— WORK TO DO —
Set down the line that contains "This trail-cam photo was taken at dusk. Identify black" and every line after it to the end of the entries, exactly as they stand and nothing more.
+++
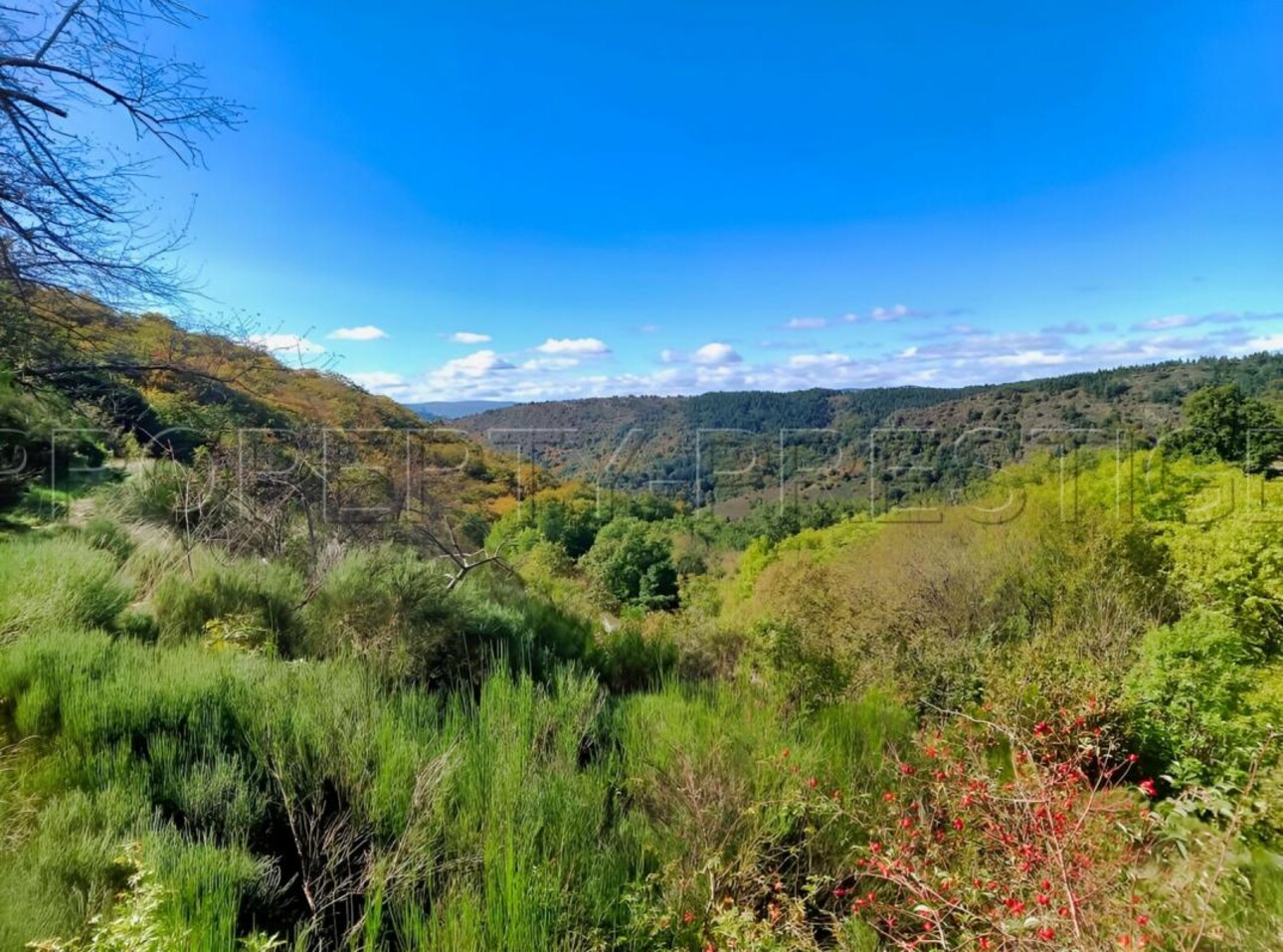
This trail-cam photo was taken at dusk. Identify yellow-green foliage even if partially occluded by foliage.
[0,537,129,644]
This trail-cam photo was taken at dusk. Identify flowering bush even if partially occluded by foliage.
[832,712,1159,951]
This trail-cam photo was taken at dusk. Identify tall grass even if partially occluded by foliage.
[0,616,904,952]
[0,537,129,644]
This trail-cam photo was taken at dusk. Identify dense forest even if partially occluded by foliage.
[0,0,1283,952]
[444,353,1283,513]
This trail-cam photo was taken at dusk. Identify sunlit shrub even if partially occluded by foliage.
[151,553,302,657]
[0,537,129,644]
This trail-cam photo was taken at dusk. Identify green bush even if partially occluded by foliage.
[151,553,302,657]
[304,546,590,683]
[81,515,136,563]
[580,517,677,608]
[589,619,677,692]
[0,537,129,644]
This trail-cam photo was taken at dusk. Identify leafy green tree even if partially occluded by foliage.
[1177,384,1283,473]
[580,517,677,608]
[1125,612,1279,785]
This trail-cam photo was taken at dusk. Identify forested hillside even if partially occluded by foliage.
[0,341,1283,952]
[0,289,516,525]
[446,353,1283,508]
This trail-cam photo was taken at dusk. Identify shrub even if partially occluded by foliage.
[304,546,590,683]
[1125,612,1283,787]
[589,619,677,692]
[151,553,302,657]
[580,517,677,608]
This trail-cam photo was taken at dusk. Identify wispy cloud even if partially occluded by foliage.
[690,342,744,366]
[1132,311,1252,331]
[535,337,611,357]
[353,308,1283,400]
[326,323,388,340]
[248,333,324,357]
[1043,320,1092,333]
[659,341,744,367]
[434,350,516,380]
[784,317,828,331]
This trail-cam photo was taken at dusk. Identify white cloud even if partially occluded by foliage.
[1136,314,1198,331]
[789,351,854,369]
[521,357,579,371]
[364,308,1283,402]
[248,333,324,357]
[690,341,744,366]
[535,337,611,357]
[1243,333,1283,353]
[868,304,908,320]
[326,323,388,340]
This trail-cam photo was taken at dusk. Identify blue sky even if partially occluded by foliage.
[145,0,1283,400]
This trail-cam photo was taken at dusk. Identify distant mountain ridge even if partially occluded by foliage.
[404,400,517,420]
[439,353,1283,510]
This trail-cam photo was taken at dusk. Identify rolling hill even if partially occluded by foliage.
[444,353,1283,503]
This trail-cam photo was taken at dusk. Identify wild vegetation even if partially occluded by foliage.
[456,353,1283,515]
[0,353,1283,952]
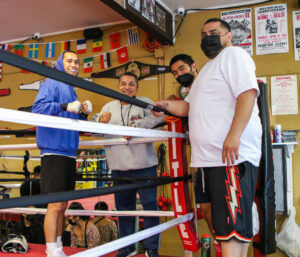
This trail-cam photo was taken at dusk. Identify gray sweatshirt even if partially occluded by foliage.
[92,97,163,171]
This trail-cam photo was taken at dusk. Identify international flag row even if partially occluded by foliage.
[0,27,139,59]
[9,39,102,59]
[0,45,129,74]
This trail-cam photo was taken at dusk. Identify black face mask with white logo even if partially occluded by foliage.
[201,35,223,59]
[176,73,194,87]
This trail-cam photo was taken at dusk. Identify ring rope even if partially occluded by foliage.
[0,173,191,182]
[0,108,187,138]
[70,213,193,257]
[0,137,168,151]
[0,177,188,209]
[0,49,169,114]
[0,208,174,217]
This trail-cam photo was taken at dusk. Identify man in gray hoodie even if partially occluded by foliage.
[92,72,163,257]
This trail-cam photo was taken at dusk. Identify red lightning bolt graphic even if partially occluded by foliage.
[225,166,242,224]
+++
— OUTPUT OF THE TASK —
This trail-cam photo was taken at dusk. Identify black face mask with white logo even if partially occluded by foliage.
[201,35,223,59]
[176,73,194,87]
This trail-cam photo was taken at dusk. Identify ring rope even if partially occluded by foliage.
[0,173,191,182]
[0,108,187,138]
[70,213,193,257]
[0,137,168,151]
[0,177,188,209]
[0,49,169,114]
[0,208,174,217]
This trail-cam photo was taken at dusk. Identify man in gray hoodie even if partially occluded by foliage.
[92,72,163,257]
This trail-cam photo was taken at dusk. Identify red lightning bolt graphic even if partially occluded by foliage.
[225,166,242,224]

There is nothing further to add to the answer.